INFORMATION PROVIDED:
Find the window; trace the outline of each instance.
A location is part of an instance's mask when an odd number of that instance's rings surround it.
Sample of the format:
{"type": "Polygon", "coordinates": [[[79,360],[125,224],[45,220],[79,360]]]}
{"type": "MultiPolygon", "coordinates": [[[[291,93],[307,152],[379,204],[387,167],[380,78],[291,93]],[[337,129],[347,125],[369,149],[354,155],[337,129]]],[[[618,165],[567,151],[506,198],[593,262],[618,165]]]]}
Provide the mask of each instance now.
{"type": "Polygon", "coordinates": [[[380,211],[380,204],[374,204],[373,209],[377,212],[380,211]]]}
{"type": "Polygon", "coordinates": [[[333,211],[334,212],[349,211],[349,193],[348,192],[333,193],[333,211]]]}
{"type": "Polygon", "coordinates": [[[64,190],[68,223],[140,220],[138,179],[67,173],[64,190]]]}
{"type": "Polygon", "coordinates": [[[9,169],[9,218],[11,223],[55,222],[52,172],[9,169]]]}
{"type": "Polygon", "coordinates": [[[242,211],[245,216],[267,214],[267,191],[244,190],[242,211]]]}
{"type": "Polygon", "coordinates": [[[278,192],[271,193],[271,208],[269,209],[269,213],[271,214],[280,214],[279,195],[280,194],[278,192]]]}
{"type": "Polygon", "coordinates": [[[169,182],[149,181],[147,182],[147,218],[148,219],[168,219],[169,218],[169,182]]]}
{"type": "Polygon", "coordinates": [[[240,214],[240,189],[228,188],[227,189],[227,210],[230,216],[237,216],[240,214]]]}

EXERCISE DESCRIPTION: Reproduce the listing above verbatim.

WRITTEN RESPONSE:
Find the window; trace the outline of each instance.
A location is part of an instance's mask when an odd number of that instance's rings surround it.
Sample of the format:
{"type": "Polygon", "coordinates": [[[79,360],[125,224],[45,220],[79,360]]]}
{"type": "MultiPolygon", "coordinates": [[[[291,93],[307,152],[379,204],[387,167],[380,78],[291,93]],[[337,129],[347,125],[369,149],[354,155],[337,129]]],[[[618,165],[567,151],[506,198],[593,262],[618,165]]]]}
Provide the mask of each instance now.
{"type": "Polygon", "coordinates": [[[380,211],[380,204],[374,204],[373,209],[377,212],[380,211]]]}
{"type": "Polygon", "coordinates": [[[333,211],[334,212],[349,211],[349,193],[348,192],[333,193],[333,211]]]}
{"type": "Polygon", "coordinates": [[[64,190],[68,223],[140,220],[138,179],[67,173],[64,190]]]}
{"type": "Polygon", "coordinates": [[[9,169],[9,218],[11,223],[55,222],[52,172],[9,169]]]}
{"type": "Polygon", "coordinates": [[[242,211],[245,216],[267,214],[267,191],[244,190],[242,211]]]}
{"type": "Polygon", "coordinates": [[[278,192],[271,193],[271,208],[269,209],[269,213],[271,214],[280,214],[279,195],[280,194],[278,192]]]}
{"type": "Polygon", "coordinates": [[[169,182],[149,181],[147,182],[147,218],[148,219],[168,219],[169,218],[169,182]]]}
{"type": "Polygon", "coordinates": [[[240,214],[240,189],[228,188],[227,189],[227,210],[230,216],[237,216],[240,214]]]}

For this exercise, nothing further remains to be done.